═══ Records provided ═══
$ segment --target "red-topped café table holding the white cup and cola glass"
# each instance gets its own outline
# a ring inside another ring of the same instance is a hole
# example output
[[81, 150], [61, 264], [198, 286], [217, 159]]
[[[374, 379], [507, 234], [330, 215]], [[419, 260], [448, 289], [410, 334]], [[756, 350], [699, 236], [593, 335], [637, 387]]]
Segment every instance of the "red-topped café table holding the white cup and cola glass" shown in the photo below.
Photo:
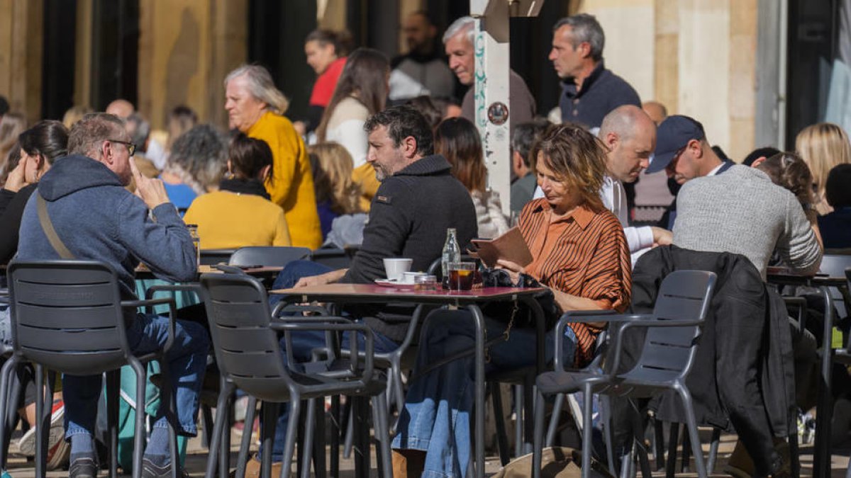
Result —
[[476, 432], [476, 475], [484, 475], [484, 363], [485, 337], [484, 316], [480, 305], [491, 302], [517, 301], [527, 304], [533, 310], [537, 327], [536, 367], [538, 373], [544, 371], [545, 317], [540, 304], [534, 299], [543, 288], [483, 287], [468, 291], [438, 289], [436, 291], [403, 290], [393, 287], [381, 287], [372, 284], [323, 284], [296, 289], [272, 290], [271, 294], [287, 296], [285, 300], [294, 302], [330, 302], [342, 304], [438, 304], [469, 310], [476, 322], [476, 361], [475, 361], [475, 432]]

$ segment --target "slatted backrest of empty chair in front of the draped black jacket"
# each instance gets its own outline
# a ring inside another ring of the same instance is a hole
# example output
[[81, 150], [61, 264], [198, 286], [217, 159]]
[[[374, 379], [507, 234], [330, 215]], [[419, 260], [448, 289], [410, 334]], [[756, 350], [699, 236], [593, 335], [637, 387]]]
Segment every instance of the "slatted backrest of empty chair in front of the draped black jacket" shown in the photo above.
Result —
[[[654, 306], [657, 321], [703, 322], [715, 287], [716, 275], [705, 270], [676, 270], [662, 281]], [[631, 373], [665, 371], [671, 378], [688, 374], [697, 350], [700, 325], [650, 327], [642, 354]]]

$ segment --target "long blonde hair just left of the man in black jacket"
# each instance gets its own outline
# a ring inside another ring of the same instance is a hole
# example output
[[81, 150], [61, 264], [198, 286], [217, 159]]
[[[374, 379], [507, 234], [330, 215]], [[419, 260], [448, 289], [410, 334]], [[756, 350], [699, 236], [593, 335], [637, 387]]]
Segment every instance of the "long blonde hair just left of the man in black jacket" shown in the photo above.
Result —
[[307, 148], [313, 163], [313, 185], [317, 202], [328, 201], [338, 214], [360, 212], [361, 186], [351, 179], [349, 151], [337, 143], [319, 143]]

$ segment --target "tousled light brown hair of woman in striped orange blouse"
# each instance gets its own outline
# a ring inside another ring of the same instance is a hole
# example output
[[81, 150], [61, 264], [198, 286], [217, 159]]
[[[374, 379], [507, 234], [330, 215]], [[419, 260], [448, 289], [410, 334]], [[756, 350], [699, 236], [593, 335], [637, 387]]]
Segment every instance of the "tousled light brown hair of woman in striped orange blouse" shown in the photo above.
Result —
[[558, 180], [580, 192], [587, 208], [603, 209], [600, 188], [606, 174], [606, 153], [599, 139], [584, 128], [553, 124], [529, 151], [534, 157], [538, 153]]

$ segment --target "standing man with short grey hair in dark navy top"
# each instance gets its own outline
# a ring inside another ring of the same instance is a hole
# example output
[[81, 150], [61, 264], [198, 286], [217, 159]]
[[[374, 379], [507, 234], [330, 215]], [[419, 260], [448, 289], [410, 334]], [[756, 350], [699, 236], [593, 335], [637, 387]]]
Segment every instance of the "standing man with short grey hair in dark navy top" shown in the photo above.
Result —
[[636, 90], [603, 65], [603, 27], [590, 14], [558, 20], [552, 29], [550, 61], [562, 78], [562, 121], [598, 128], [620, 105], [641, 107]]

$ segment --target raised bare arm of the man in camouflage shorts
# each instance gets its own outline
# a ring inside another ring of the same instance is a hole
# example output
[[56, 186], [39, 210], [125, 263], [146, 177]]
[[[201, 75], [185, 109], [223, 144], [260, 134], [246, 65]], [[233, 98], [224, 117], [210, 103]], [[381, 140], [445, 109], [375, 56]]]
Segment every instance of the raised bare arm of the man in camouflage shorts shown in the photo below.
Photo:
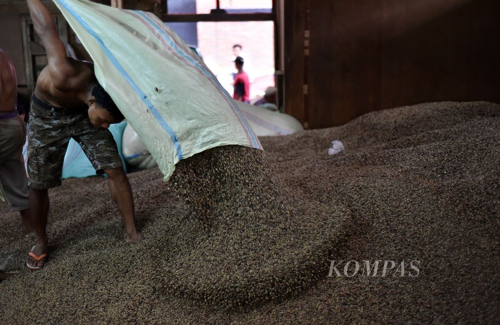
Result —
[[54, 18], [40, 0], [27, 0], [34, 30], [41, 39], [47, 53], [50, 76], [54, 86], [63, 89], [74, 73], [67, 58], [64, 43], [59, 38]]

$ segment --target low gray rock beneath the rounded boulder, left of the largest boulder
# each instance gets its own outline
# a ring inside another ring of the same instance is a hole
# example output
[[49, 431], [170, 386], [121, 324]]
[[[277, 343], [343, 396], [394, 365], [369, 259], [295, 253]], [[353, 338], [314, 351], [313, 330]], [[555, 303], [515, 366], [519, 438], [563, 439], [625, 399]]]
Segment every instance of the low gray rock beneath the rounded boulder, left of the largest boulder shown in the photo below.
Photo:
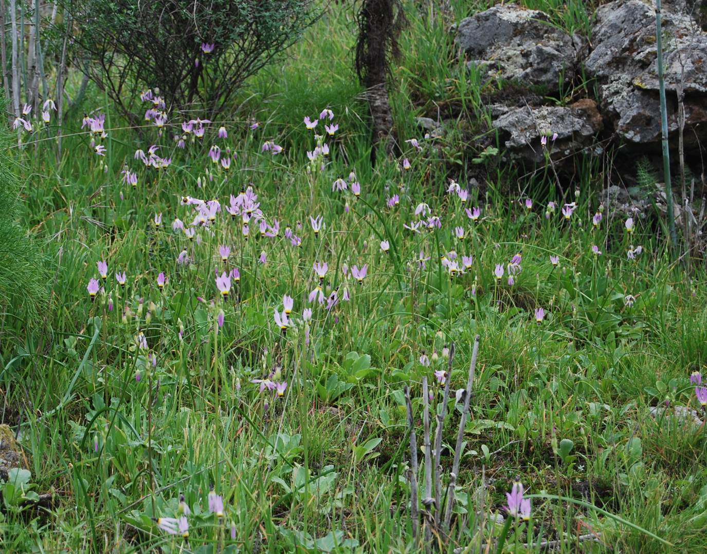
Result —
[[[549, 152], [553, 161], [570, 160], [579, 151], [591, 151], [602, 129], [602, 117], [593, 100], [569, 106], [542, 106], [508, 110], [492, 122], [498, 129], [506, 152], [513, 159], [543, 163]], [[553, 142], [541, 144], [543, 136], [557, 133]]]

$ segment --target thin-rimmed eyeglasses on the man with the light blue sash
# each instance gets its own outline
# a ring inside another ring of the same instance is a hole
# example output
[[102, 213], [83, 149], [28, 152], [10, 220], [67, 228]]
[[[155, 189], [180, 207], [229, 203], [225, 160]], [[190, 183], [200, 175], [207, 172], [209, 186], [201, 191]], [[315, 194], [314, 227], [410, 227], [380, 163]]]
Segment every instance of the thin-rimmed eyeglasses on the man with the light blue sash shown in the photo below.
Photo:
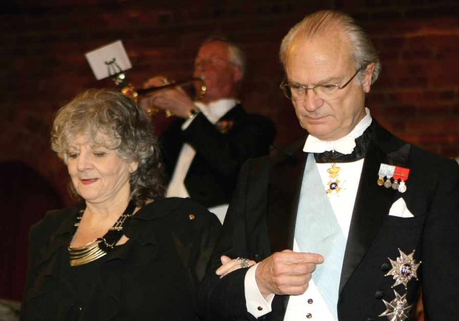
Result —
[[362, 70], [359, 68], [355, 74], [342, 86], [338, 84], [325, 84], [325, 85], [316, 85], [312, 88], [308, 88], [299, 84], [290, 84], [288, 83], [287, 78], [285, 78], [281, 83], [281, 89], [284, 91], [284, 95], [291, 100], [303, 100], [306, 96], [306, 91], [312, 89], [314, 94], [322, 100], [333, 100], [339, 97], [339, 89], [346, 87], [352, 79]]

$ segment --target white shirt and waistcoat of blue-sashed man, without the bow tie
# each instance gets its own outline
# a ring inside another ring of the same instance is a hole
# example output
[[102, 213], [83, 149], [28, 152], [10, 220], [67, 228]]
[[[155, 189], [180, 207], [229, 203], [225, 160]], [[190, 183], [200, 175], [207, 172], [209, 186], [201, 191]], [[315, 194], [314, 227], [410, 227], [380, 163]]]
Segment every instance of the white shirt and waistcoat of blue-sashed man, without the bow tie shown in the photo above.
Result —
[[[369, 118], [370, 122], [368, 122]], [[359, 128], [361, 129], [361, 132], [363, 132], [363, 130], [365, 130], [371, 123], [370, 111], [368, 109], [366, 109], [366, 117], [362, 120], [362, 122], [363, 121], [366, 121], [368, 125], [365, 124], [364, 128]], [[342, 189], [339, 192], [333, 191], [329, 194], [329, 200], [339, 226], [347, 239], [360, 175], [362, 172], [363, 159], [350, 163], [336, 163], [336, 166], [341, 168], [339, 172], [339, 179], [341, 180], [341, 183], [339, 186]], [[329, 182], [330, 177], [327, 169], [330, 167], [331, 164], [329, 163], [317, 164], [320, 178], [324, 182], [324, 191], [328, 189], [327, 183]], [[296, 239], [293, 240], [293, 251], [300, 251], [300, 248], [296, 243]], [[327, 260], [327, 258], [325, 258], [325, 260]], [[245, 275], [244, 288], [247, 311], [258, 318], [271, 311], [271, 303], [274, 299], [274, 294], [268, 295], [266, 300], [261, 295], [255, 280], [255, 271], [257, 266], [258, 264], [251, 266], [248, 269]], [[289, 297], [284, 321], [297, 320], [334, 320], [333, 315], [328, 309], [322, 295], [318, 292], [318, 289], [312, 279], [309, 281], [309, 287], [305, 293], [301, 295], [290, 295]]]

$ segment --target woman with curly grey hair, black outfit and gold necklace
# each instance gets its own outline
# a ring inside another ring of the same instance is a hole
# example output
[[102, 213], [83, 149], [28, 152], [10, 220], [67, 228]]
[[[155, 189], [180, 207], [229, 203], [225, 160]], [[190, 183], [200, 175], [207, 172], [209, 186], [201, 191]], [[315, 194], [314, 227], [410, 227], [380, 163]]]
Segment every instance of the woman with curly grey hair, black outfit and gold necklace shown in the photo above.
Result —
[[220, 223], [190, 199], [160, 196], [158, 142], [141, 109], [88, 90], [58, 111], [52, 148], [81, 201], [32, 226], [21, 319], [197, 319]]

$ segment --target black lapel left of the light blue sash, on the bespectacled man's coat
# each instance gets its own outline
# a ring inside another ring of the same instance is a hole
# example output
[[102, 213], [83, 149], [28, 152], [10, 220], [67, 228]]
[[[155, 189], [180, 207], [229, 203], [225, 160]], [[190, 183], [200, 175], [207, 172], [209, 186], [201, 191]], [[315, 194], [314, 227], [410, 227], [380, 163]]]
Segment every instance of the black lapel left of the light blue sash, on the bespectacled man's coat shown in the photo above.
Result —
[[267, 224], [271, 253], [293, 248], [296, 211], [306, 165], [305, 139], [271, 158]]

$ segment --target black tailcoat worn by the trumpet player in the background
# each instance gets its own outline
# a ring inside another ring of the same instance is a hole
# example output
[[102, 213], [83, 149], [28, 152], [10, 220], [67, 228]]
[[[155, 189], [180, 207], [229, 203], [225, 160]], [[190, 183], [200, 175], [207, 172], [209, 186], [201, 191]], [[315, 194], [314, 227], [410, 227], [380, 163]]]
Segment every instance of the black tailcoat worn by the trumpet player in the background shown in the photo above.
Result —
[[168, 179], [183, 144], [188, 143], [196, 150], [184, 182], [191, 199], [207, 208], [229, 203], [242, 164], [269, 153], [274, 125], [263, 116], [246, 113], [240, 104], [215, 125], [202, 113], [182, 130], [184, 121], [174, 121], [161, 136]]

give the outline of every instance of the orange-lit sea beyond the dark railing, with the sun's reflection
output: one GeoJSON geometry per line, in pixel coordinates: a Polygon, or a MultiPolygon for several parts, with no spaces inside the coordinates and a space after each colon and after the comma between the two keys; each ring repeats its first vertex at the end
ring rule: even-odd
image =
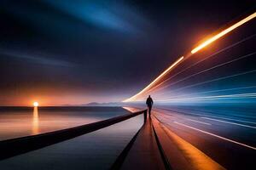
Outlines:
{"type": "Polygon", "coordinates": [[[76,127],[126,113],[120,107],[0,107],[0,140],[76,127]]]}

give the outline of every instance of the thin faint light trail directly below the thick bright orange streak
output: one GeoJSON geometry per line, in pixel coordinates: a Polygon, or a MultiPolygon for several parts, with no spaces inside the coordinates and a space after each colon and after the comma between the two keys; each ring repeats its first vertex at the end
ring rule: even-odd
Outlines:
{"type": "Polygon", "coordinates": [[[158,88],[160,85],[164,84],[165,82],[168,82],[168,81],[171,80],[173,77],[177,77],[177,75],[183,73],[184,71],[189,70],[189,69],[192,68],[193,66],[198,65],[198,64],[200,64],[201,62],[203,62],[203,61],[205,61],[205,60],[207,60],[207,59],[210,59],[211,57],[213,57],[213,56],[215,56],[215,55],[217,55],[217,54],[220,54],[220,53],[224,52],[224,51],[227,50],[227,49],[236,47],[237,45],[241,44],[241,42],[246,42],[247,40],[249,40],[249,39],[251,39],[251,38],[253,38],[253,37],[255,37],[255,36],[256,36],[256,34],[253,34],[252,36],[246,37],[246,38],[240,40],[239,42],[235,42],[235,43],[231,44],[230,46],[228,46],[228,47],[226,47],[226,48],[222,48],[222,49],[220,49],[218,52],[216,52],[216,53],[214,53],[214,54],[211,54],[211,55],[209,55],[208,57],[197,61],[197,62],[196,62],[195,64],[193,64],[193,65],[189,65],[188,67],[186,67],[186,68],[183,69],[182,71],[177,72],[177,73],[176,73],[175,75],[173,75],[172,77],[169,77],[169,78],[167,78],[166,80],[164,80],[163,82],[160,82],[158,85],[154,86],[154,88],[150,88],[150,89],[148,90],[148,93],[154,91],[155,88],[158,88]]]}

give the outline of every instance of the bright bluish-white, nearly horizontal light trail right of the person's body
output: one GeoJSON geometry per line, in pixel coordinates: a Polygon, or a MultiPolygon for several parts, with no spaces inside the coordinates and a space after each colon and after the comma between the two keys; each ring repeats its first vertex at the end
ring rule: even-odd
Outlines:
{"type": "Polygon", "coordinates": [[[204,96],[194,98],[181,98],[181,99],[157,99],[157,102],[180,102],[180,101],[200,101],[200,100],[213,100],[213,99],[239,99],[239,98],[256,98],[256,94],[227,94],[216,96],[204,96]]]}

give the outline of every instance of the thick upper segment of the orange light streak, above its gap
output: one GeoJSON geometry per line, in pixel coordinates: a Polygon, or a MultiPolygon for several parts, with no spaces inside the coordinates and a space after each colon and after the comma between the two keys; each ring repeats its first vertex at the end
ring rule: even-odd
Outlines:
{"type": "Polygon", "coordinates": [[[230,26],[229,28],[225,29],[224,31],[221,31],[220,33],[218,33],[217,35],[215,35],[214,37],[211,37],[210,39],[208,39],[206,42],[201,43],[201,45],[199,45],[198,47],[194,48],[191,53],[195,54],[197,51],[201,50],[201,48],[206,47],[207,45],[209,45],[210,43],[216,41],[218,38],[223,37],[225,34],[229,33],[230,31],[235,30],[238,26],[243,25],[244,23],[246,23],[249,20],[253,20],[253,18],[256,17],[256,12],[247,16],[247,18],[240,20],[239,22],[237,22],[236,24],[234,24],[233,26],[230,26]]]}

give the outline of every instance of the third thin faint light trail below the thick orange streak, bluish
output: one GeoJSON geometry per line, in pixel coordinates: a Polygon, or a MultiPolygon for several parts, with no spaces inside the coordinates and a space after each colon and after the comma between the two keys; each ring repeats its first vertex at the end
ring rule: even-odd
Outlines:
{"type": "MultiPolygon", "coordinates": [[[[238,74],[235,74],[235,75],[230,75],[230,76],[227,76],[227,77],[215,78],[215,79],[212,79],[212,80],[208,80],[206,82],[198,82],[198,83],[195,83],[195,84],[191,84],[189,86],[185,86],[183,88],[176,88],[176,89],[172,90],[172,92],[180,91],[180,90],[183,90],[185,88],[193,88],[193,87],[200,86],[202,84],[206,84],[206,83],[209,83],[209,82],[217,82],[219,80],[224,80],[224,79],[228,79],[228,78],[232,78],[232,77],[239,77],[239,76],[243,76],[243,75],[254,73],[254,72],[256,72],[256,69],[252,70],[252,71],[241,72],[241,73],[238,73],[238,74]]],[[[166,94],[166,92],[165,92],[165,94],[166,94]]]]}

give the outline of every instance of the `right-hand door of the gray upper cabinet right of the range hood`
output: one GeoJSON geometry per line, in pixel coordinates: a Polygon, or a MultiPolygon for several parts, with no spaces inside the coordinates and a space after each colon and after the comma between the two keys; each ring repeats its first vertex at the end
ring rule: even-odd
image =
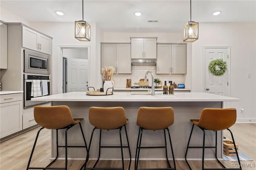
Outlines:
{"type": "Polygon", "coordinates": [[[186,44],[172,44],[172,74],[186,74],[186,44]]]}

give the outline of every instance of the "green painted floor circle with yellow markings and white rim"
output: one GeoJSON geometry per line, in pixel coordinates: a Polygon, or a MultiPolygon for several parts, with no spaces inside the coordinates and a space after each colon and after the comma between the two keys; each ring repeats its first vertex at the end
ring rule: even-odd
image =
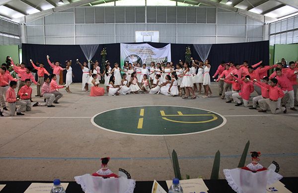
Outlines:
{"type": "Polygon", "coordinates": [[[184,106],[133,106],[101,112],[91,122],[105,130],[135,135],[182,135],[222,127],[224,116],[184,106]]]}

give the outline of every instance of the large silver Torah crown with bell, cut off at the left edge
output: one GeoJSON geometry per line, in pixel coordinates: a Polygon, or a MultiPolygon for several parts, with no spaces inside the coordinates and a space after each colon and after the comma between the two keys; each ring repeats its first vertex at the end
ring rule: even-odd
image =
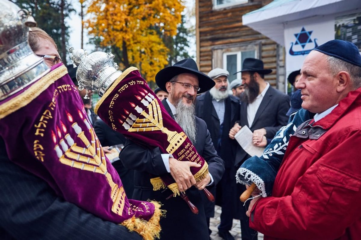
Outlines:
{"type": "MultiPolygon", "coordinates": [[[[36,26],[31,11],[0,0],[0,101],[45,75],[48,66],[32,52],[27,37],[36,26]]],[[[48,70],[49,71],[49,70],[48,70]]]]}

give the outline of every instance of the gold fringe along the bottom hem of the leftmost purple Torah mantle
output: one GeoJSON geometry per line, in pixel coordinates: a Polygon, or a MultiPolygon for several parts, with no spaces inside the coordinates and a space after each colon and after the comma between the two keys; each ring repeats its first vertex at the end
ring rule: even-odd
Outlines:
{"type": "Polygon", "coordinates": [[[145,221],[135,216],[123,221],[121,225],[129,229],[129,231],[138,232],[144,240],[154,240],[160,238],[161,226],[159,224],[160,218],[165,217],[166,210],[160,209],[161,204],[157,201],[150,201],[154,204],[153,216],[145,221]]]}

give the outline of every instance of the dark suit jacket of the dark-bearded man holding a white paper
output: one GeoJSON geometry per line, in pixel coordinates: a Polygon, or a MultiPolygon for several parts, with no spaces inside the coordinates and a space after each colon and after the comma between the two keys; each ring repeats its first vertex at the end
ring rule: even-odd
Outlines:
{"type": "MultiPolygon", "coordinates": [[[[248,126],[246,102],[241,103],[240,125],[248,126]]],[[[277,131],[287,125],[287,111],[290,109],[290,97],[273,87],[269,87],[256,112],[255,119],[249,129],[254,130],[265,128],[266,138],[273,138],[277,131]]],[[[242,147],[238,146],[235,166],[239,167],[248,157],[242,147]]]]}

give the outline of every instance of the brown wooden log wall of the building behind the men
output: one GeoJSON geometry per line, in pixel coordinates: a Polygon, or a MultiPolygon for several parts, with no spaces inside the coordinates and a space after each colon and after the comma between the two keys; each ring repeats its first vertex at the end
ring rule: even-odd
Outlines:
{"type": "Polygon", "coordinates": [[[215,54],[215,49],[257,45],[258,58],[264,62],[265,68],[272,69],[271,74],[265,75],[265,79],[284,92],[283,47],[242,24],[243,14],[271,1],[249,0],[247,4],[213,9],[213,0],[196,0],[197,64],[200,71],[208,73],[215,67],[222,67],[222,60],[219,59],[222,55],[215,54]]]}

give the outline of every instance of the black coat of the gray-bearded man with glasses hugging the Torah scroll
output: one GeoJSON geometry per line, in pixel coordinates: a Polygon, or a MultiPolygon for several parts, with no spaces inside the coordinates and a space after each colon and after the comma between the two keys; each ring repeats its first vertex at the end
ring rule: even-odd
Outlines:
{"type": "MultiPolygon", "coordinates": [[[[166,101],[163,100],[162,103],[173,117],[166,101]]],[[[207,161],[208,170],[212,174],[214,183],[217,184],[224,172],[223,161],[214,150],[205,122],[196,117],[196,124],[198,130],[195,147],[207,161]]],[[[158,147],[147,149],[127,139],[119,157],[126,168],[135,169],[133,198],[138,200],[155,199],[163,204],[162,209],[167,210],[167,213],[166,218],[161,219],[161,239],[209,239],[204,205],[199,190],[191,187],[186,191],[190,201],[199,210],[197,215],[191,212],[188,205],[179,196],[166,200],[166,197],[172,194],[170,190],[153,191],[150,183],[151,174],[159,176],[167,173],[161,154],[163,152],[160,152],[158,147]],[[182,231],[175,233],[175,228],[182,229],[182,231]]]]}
═══
### Exercise directions
Filter the entries down to the lines with the word "rock" in them.

### The completed task
$ segment --target low gray rock beneath the rounded boulder, left of the largest boulder
Segment every instance of the low gray rock beneath the rounded boulder, left of the largest boulder shown in the photo below.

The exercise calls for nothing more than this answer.